[Spatial localization data]
== Segment start ==
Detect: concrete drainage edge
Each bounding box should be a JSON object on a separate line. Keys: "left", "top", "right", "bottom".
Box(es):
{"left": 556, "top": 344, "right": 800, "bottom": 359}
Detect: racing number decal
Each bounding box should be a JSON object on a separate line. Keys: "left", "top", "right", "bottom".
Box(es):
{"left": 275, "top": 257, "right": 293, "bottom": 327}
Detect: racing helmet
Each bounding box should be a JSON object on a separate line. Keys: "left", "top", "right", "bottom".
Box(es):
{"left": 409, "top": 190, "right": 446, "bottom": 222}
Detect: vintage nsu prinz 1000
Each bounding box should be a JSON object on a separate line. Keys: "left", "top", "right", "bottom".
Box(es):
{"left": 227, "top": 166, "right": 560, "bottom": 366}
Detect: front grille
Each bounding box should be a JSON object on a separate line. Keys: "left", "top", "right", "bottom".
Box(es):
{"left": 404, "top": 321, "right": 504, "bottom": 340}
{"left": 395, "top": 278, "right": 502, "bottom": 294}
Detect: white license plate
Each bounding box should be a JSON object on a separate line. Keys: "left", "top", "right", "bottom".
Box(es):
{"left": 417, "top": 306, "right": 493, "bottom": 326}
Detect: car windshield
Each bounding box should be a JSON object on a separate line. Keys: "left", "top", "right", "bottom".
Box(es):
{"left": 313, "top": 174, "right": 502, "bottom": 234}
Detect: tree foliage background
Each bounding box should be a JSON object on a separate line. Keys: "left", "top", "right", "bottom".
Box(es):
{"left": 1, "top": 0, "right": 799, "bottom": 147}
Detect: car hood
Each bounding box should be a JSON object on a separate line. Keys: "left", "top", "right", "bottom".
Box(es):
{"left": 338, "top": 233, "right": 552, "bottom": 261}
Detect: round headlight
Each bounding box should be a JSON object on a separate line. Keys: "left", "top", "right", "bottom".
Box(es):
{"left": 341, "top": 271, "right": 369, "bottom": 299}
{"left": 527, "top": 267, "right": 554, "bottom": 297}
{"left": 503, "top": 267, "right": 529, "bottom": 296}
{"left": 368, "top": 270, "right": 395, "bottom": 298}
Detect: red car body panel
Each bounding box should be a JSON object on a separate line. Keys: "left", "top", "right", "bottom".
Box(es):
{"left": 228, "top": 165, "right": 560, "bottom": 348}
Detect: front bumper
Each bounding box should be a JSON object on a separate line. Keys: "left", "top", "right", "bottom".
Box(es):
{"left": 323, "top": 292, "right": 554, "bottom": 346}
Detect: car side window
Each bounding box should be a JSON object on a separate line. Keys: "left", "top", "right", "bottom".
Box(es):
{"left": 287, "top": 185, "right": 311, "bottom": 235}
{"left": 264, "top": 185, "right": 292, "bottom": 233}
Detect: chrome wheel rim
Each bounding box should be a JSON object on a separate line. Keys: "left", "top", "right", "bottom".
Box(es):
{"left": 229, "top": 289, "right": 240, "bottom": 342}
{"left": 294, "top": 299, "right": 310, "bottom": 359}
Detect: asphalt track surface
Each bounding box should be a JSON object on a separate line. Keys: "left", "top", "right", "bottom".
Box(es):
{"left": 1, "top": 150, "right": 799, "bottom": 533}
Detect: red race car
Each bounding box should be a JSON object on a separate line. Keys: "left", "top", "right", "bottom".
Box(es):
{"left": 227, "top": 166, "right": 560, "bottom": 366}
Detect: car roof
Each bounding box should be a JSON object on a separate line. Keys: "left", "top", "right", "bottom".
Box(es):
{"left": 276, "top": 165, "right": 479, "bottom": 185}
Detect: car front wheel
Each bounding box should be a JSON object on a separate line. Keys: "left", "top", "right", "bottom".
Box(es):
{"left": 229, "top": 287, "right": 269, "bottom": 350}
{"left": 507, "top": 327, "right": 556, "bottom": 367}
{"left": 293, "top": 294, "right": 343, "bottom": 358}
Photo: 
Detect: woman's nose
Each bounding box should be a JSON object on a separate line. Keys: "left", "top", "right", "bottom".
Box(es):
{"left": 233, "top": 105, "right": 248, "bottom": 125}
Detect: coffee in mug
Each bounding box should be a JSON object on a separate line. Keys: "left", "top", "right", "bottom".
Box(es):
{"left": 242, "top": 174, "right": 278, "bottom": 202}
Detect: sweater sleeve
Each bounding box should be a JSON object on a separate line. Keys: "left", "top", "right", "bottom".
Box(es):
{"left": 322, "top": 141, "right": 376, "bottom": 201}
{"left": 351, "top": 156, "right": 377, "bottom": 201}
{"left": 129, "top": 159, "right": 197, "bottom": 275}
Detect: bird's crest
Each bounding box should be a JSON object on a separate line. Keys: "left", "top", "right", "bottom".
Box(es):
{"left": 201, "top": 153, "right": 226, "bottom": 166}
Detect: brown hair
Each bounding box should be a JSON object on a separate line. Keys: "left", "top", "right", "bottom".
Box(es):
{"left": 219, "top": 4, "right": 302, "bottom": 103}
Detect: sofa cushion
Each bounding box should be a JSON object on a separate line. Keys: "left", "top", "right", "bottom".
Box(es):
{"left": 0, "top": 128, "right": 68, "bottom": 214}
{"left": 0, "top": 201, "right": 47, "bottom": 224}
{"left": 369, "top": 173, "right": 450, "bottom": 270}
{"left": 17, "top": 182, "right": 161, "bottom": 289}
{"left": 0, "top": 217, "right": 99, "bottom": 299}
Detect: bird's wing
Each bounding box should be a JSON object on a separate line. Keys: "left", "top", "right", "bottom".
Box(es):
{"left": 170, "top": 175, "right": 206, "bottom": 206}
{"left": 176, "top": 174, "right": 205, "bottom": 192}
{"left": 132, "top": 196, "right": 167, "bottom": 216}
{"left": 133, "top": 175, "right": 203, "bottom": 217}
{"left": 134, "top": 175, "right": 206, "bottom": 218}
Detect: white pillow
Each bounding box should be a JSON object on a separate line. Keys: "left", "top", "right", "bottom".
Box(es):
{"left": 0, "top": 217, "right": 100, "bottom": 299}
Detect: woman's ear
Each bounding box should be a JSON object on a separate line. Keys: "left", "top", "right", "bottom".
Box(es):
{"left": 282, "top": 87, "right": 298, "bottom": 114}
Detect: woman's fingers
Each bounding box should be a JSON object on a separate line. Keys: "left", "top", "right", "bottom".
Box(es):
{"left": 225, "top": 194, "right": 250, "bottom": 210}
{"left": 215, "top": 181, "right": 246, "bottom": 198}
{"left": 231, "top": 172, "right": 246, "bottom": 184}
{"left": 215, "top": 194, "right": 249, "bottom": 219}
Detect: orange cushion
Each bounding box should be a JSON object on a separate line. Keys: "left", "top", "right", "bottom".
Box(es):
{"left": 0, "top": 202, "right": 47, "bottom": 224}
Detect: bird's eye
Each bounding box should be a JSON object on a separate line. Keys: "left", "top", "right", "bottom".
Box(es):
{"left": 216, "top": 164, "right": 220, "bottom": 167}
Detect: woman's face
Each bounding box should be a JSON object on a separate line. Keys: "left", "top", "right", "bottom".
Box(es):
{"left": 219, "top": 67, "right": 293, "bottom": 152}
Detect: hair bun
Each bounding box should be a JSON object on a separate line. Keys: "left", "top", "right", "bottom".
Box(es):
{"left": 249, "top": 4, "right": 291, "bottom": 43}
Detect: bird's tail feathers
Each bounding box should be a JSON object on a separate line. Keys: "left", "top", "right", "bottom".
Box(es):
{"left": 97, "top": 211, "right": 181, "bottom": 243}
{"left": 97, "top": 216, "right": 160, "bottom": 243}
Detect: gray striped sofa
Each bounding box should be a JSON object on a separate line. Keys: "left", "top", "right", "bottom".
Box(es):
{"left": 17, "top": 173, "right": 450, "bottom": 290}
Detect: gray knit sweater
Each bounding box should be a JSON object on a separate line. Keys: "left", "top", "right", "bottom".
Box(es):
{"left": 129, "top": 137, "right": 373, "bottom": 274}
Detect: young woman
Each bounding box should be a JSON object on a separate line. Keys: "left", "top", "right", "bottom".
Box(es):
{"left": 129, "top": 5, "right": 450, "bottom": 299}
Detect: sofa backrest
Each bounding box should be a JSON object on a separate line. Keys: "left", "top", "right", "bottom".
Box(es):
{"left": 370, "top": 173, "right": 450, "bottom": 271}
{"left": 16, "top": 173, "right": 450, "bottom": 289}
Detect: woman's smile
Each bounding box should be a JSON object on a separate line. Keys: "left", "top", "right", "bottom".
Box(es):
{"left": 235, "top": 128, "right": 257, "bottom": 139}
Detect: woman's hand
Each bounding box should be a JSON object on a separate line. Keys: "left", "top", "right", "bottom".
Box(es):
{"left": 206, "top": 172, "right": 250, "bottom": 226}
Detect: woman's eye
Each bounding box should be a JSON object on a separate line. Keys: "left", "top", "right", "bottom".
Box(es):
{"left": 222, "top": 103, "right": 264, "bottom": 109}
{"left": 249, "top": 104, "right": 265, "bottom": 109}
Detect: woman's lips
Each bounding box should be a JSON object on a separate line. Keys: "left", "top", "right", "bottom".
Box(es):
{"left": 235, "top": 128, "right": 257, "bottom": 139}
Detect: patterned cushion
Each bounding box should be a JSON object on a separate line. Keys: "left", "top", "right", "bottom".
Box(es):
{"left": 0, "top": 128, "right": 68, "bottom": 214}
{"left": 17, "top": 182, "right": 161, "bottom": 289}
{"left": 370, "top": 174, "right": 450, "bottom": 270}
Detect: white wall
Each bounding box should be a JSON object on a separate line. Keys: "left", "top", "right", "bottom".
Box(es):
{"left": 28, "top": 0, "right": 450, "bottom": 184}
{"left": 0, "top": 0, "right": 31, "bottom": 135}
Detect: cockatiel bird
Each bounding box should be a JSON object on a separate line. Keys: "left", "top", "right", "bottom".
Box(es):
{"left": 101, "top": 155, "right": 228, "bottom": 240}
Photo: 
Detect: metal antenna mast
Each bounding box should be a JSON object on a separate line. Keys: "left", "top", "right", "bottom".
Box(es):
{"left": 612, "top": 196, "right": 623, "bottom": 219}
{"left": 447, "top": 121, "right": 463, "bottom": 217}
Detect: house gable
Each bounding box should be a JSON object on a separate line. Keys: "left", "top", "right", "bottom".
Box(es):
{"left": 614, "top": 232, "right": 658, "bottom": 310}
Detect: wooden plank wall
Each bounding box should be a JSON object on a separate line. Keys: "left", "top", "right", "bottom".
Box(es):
== Segment end ==
PROBLEM REQUIREMENTS =
Between the first line of the entries above and the line with "Detect: car hood", both included, copy every line exactly and nothing outside that range.

ANSWER TO THE PROBLEM =
Detect: concrete drainage edge
Each bounding box should be a JSON object on a separate line. Keys: "left", "top", "right", "bottom".
Box(es):
{"left": 556, "top": 344, "right": 800, "bottom": 359}
Detect: racing number decal
Each bounding box should be a JSON object on a separate line. Keys: "left", "top", "right", "bottom".
Box(es):
{"left": 275, "top": 257, "right": 293, "bottom": 327}
Detect: racing helmet
Each bounding box should be a JSON object on a separate line. Keys: "left", "top", "right", "bottom".
Box(es):
{"left": 409, "top": 190, "right": 446, "bottom": 222}
Detect: vintage nsu prinz 1000
Each bounding box should be a JSON object on a separate line. Keys: "left", "top", "right", "bottom".
Box(es):
{"left": 227, "top": 166, "right": 560, "bottom": 366}
Detect: front grille
Each bounding box should be a JSON object on a separate line. Keys: "left", "top", "right", "bottom".
Box(es):
{"left": 404, "top": 321, "right": 504, "bottom": 340}
{"left": 395, "top": 278, "right": 502, "bottom": 294}
Detect: white license plate
Each bounding box should be a JSON object on a separate line. Keys: "left", "top", "right", "bottom".
Box(es):
{"left": 417, "top": 306, "right": 493, "bottom": 326}
Detect: car windshield
Each bounding box should be a JSON object on a separate line. Keys: "left", "top", "right", "bottom".
Box(es):
{"left": 313, "top": 174, "right": 502, "bottom": 234}
Detect: tree foliage background
Each bounding box should be a JSON object on a separate line. Keys: "left", "top", "right", "bottom".
Box(es):
{"left": 1, "top": 0, "right": 799, "bottom": 147}
Detect: car hood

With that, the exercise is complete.